Ze hebben dan wel niet net een nieuwe plaat uit, een interview
met Yo La Tengo is altijd de moeite waard. Al is het maar omdat ze
die avond in de Botanique zouden optreden. Al is het maar omdat het
Yo La Tengo is. Terwijl de technici alles in gereedheid brachten
voor de show die avond, kwam frontman Ira Kaplan het aardig
vernieuwde Botanique café binnen met een flesje Spa Blauw
in de hand. Daar konden we onmogelijk niets over vragen.
enola: Je bent Belgisch water aan het drinken, wist je
dat?
Ira Kaplan: Is dit Belgisch water? Ach, dat maakt voor mij
niet zo veel uit. Andere leden in ons reisgezelschap zijn daar meer
kieskeurig in.
enola: Dus jij hebt geen favoriet watermerk?
Ira: Neen, maar ik weet wel wat het favoriete merk van de
groep is. Het is… (denkt even na) Volvic!
enola: Interessant. Zeg het eens, heb je er een beetje zin in
voor vanavond?
Ira: Zeer zeker. Vanavond wordt een leuke rock-‘n-roll
show.
enola: Is je setlist al opgesteld?

——

Opdracht 1. Schrijf uit het interview met Yo La Tengo alles over, vanaf "Ira Kaplan: Is" tot en met "geen favoriet watermerk?".
Opdracht 2. Vertaal deze zin uit het interview met Yo La Tengo in het Engels: "Terwijl de technici alles in gereedheid brachten voor de show die avond, kwam frontman Ira Kaplan het aardig vernieuwde Botanique café binnen met een flesje Spa Blauw in de hand."

Brongegevens.

——

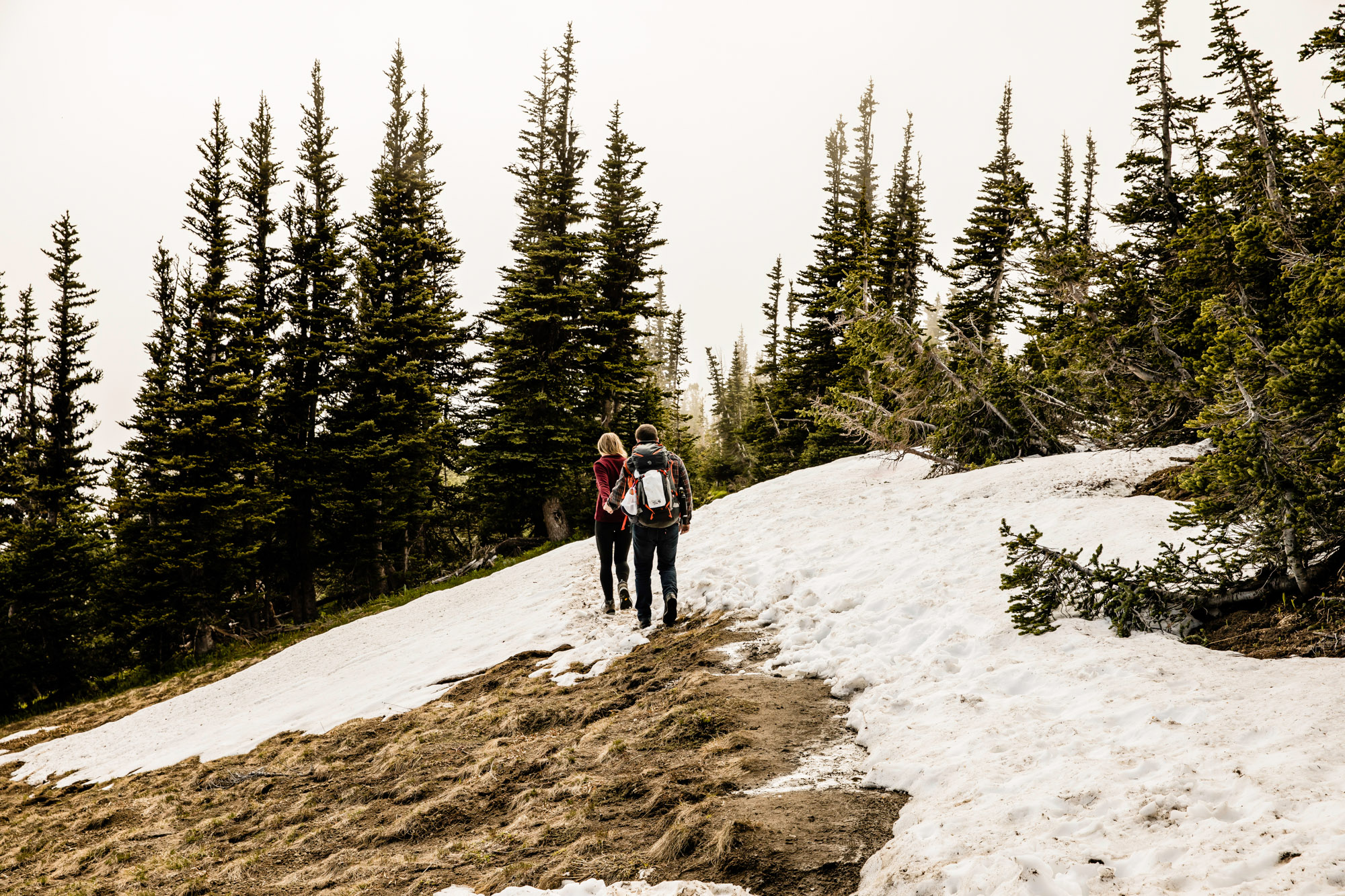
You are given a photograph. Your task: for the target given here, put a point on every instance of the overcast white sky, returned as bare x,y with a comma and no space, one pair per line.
103,103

——

Volledig antwoord 1.
Ira Kaplan: Is dit Belgisch water? Ach, dat maakt voor mij
niet zo veel uit. Andere leden in ons reisgezelschap zijn daar meer
kieskeurig in.
enola: Dus jij hebt geen favoriet watermerk?

Volledig antwoord 2. While the technicians were getting everything ready for that evening's show, frontman Ira Kaplan walked into the nicely renovated Botanique café with a bottle of Spa Blauw in his hand.